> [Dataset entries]
- Opening Delimiter -

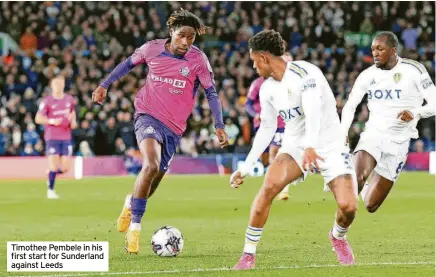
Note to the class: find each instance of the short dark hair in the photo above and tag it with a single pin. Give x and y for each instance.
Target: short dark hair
(392, 38)
(268, 41)
(185, 18)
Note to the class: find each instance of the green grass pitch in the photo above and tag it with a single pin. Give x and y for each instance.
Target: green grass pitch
(398, 240)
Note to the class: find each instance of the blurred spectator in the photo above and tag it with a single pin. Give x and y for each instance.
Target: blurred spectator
(410, 36)
(132, 162)
(418, 146)
(30, 136)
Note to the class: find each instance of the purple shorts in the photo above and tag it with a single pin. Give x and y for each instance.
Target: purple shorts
(58, 147)
(147, 126)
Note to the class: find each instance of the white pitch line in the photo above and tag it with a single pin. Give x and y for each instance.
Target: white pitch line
(218, 269)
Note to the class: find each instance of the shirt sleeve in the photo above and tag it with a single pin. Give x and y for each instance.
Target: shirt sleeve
(354, 98)
(264, 135)
(311, 98)
(428, 91)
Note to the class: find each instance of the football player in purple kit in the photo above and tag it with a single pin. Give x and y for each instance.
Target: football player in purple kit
(56, 113)
(163, 105)
(252, 106)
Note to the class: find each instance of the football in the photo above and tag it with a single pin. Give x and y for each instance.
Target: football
(167, 241)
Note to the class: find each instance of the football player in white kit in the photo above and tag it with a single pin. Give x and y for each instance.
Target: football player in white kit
(396, 88)
(300, 94)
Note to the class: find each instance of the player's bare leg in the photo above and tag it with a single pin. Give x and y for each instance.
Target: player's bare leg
(281, 172)
(151, 151)
(344, 189)
(54, 162)
(376, 191)
(364, 164)
(156, 182)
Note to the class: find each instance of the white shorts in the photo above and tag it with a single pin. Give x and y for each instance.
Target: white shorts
(337, 162)
(390, 156)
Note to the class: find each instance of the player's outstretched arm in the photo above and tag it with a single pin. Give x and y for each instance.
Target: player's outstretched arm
(44, 120)
(353, 101)
(253, 93)
(264, 135)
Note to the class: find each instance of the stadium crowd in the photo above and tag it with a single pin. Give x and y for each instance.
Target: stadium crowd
(86, 40)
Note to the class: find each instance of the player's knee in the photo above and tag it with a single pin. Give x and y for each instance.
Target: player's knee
(348, 206)
(151, 169)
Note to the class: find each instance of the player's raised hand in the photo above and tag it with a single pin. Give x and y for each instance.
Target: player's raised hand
(99, 95)
(310, 159)
(236, 179)
(222, 137)
(405, 116)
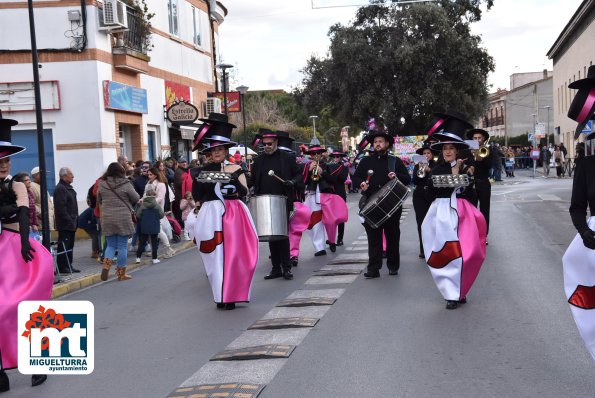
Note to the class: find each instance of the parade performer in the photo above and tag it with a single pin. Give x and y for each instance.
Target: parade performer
(285, 168)
(481, 173)
(315, 184)
(26, 269)
(300, 215)
(453, 231)
(224, 231)
(421, 203)
(385, 167)
(334, 204)
(579, 259)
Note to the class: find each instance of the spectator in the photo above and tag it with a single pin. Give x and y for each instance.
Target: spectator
(149, 216)
(117, 198)
(36, 189)
(66, 212)
(88, 223)
(187, 205)
(33, 227)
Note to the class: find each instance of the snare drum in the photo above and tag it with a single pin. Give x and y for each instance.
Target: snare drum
(384, 203)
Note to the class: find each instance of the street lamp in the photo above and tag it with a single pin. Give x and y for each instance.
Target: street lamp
(224, 68)
(243, 90)
(314, 140)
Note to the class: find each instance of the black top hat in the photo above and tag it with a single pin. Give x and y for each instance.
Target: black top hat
(472, 132)
(583, 105)
(216, 125)
(6, 147)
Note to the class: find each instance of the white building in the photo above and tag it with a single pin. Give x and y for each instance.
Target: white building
(103, 87)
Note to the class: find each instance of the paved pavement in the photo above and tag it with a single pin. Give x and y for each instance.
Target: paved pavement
(386, 337)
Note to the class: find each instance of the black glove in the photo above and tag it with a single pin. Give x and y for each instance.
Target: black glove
(588, 239)
(8, 210)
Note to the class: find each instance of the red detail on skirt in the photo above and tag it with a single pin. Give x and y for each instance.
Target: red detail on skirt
(583, 297)
(450, 251)
(315, 218)
(208, 246)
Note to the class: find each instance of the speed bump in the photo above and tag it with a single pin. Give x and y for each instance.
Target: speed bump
(285, 323)
(232, 390)
(257, 352)
(306, 302)
(337, 272)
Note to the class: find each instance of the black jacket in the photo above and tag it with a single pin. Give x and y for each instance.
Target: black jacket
(380, 165)
(583, 193)
(65, 207)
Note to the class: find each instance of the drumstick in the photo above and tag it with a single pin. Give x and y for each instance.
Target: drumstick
(272, 174)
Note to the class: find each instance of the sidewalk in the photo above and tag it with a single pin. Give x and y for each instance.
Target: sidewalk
(91, 269)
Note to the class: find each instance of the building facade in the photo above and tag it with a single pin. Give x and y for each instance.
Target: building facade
(572, 53)
(106, 78)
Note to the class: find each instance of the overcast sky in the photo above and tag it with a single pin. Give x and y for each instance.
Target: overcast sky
(269, 41)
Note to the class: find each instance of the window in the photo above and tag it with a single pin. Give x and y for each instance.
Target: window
(196, 24)
(172, 12)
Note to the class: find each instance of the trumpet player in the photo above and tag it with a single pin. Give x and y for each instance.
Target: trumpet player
(421, 202)
(483, 163)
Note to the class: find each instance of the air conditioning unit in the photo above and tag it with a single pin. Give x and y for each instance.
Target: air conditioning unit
(213, 105)
(115, 16)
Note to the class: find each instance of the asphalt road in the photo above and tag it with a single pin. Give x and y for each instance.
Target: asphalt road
(387, 337)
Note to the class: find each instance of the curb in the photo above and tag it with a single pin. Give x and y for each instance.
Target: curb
(89, 280)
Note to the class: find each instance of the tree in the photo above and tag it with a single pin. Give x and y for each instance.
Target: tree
(401, 62)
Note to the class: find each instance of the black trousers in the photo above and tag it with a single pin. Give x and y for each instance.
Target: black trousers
(279, 253)
(392, 231)
(65, 244)
(142, 242)
(484, 194)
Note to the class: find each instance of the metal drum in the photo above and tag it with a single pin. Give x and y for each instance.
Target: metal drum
(384, 203)
(269, 213)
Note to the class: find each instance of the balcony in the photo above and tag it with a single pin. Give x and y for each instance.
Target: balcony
(132, 46)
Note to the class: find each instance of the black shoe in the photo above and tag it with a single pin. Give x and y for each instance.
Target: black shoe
(274, 274)
(38, 379)
(372, 274)
(4, 383)
(287, 275)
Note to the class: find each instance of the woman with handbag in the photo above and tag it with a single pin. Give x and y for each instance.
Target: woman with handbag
(116, 197)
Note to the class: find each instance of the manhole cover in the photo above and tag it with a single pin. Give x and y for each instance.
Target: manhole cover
(284, 323)
(306, 302)
(336, 272)
(349, 261)
(256, 352)
(236, 390)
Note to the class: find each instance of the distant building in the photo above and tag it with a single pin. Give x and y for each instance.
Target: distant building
(572, 53)
(106, 78)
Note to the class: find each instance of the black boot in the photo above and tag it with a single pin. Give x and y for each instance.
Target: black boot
(4, 383)
(38, 379)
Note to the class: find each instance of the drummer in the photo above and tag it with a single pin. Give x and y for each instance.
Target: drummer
(385, 168)
(285, 167)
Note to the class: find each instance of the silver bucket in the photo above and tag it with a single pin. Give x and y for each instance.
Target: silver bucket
(269, 213)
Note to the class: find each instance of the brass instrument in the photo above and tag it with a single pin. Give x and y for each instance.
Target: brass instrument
(315, 176)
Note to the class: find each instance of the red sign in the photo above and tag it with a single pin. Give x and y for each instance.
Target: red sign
(233, 101)
(176, 92)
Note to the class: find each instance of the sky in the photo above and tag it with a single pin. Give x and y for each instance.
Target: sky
(270, 41)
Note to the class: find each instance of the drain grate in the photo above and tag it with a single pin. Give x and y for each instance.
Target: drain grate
(284, 323)
(306, 302)
(257, 352)
(337, 272)
(232, 390)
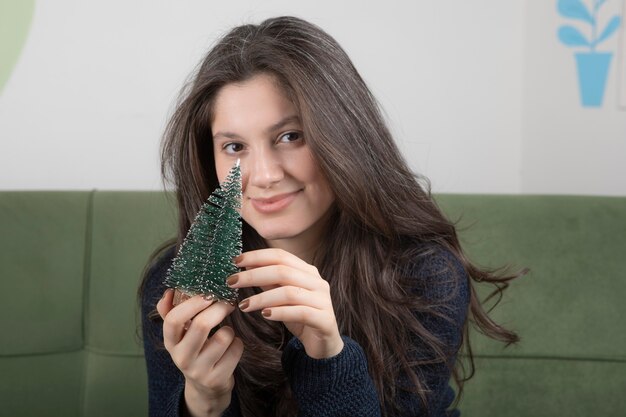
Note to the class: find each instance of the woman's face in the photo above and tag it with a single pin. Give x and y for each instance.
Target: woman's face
(285, 195)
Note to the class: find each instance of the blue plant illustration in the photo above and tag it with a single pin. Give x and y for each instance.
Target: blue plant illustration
(593, 66)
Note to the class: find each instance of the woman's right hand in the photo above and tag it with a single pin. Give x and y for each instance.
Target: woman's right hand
(206, 362)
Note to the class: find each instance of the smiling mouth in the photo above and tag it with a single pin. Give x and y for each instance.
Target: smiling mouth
(275, 203)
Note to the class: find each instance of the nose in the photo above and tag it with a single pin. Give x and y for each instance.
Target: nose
(262, 169)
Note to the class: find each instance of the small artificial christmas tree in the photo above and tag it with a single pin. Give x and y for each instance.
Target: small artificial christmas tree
(205, 258)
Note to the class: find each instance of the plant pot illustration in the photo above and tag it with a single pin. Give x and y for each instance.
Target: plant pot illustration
(593, 68)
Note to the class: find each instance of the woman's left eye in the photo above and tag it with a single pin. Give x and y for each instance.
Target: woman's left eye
(290, 137)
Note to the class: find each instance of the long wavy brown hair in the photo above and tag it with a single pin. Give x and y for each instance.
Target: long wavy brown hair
(381, 210)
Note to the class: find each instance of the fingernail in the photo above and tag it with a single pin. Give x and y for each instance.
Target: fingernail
(244, 304)
(232, 280)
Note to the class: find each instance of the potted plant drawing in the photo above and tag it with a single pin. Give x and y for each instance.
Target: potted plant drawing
(592, 65)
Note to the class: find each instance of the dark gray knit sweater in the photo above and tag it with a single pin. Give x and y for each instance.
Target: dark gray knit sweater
(338, 386)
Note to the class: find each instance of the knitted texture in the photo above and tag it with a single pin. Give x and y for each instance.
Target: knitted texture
(337, 386)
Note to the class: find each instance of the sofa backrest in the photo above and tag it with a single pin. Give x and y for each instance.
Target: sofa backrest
(568, 310)
(70, 264)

- Closing Delimiter -

> [What to do]
Look back at the entries above. Retype the line with "Target: black jacket", the line with "Note to the class: find each instance of the trumpet", and all lines in between.

> [Reply]
Target: black jacket
(380, 165)
(583, 193)
(65, 207)
Note to the class: find each instance of the drumstick in the photo above and tag it with a single pin. Give x and y for each instance.
Target: drumstick
(272, 174)
Note to the class: find each instance of the sidewalk in the photo above and tag it with a single pin. Give x and y for each instance.
Target: sidewalk
(91, 269)
Note to the class: find each instance of the building facade in the photo above and tag it with a single pin. Give x and y for each instance.
Target: building facade
(572, 53)
(106, 78)
Note to the class: find each instance of the overcast sky in the photo above and tag it with a single pin. Give x and y for each instance.
Target: overcast sky
(269, 41)
Note to the class: find each instance of the window in the photo above and tag it with a single pin. Give x and y for each instance.
Target: window
(196, 24)
(172, 12)
Note to the class: find each instance of the trumpet player in the photo above and tag it with a single pin. Give x and y for each instance.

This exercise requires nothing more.